== Lesetext
Was ist der Wert der
Gegenleistung?

Viele Fragen hinsichtlich des Schwellenwerts sind offen. Was etwa bedeutet "Wert der Gegenleistung"? Erst wenn das klar ist, kann beurteilt werden, ob die 200 Millionen Euro überschritten werden.

Kurz zusammengefasst handelt es sich dabei um den Kaufpreis beziehungsweise alles, was der Verkäufer vom Erwerber im Zusammenhang mit dem Zusammenschluss erhält. Ferner sind auch vom Erwerber übernommene Verbindlichkeiten zu berücksichtigen. Die relevante Frage ist somit: "Wie viel ist dem Käufer das Target ,wert‘"? Ob der Kaufpreis auf einmal gezahlt wird oder in Raten, ist nicht maßgeblich. Insbesondere kann der Schwellenwert nicht durch eine entsprechende Ratenzahlung umgangen werden.

Tätigkeit im Inland in
erheblichem Umfang

Relativ unklar ist zudem, wann ein Zielunternehmen "in erheblichem Umfang" in Österreich tätig ist. In den Erläuterungen zur Regierungsvorlage heißt es, dass eine erhebliche Inlandstätigkeit vorliegt, wenn sich ein "Standort" des Zielunternehmens in Österreich befindet. Unklar ist aber, was mit einem "Standort" gemeint ist. Verfügt das Zielunternehmen über keinen Standort in Österreich, ist die Beurteilung schwieriger. Denn bisher fehlt es an allgemeinen Richtlinien zur Auslegung. In den Erläuterungen wird festgehalten, dass Zielunternehmen mit marginalen Aktivitäten in Österreich nicht erfasst sind. Die Schwelle ist somit sehr niedrig angesetzt. Insbesondere wenn das Zielunternehmen im Wesentlichen über das Internet tätig ist, ist unklar, wie viele (oder eher wie wenige) Website-Besuche in Österreich ausreichen, um eine erhebliche Tätigkeit in Österreich zu begründen.
====
== Bereitgestelltes Material
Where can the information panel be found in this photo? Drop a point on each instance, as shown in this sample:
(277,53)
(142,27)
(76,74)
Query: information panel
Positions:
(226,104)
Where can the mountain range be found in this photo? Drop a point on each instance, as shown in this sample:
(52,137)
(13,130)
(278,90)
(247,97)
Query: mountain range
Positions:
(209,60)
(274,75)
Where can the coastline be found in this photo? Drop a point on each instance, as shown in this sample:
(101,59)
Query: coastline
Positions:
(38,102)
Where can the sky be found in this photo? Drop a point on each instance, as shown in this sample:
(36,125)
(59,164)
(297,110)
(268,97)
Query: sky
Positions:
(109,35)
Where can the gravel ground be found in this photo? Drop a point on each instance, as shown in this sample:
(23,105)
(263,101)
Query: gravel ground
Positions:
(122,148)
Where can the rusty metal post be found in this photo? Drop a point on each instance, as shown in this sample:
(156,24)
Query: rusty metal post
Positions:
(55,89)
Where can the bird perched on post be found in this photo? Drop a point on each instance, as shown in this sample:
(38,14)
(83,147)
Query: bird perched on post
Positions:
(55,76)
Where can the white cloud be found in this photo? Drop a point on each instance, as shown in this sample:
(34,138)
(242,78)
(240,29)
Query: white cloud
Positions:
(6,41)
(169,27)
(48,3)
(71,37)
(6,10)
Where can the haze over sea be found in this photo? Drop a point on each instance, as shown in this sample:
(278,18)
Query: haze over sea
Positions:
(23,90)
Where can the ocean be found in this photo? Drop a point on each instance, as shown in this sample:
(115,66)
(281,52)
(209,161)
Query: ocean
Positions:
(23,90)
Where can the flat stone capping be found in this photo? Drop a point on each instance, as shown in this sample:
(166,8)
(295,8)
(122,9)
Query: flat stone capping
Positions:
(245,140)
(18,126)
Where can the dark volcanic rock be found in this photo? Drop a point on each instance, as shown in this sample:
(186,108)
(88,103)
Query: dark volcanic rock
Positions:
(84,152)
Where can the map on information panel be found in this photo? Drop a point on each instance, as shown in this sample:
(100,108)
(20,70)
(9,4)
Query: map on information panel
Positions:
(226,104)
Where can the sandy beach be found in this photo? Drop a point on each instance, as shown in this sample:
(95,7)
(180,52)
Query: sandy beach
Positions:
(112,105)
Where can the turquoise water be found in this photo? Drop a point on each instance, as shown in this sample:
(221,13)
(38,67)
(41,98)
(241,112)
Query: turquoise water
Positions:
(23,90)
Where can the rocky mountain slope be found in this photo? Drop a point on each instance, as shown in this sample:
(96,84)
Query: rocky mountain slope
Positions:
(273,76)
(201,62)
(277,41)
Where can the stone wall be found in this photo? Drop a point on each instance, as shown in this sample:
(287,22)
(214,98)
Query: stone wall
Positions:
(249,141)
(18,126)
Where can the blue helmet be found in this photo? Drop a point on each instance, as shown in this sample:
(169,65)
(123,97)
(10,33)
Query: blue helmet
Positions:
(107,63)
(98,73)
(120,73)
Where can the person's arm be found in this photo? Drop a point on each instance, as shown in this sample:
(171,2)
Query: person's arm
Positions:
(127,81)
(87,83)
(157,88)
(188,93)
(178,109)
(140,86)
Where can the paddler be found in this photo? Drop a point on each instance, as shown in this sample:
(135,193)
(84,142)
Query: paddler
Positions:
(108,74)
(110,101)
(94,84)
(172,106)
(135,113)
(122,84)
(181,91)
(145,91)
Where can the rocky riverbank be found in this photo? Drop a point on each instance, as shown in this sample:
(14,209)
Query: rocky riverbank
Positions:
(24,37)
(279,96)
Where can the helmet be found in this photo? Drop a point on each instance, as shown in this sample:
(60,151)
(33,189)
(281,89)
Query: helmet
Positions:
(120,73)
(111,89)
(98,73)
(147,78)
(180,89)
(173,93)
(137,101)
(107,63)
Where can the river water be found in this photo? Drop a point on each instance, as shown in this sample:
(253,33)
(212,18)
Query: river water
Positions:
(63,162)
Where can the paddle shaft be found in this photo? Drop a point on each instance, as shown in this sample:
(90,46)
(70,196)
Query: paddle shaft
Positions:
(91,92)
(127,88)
====
### Aufgabenstellung
Schreibe den Lesetext über den Schwellenwert bei Unternehmenszusammenschlüssen im Anschluss an seinen letzten Satz weiter.

### Lösung
Ab wann ist eine
Anmeldung möglich?

Anmeldungen, die sich auf den neuen Schwellenwert stützen, können seit Mitte Oktober (9. Oktober 2017) bei der BWB angemeldet werden. Transaktionen, die den neuen Schwellenwert erfüllen, dürfen ab dem 1. November 2017 nicht ohne fusionskontrollrechtliche Freigabe vollzogen werden. Gerade bei großen Transaktionen mit einem hohen Kaufpreis, bei denen das Signing bereits einige Monate zurückliegt und nunmehr im November oder später der Vollzug der Transaktion ansteht, sollte noch einmal kritisch geprüft werden, ob nicht die neue Schwelle greift. In diesem Fall ist rasch eine Anmeldung vorzunehmen und darf das Closing nicht vor der fusionskontrollrechtlichen Freigabe stattfinden. Denn wie auch bisher drohen, wenn eine Anmeldepflicht übersehen wird, hohe Geldbußen und die Nichtigkeit der Verträge.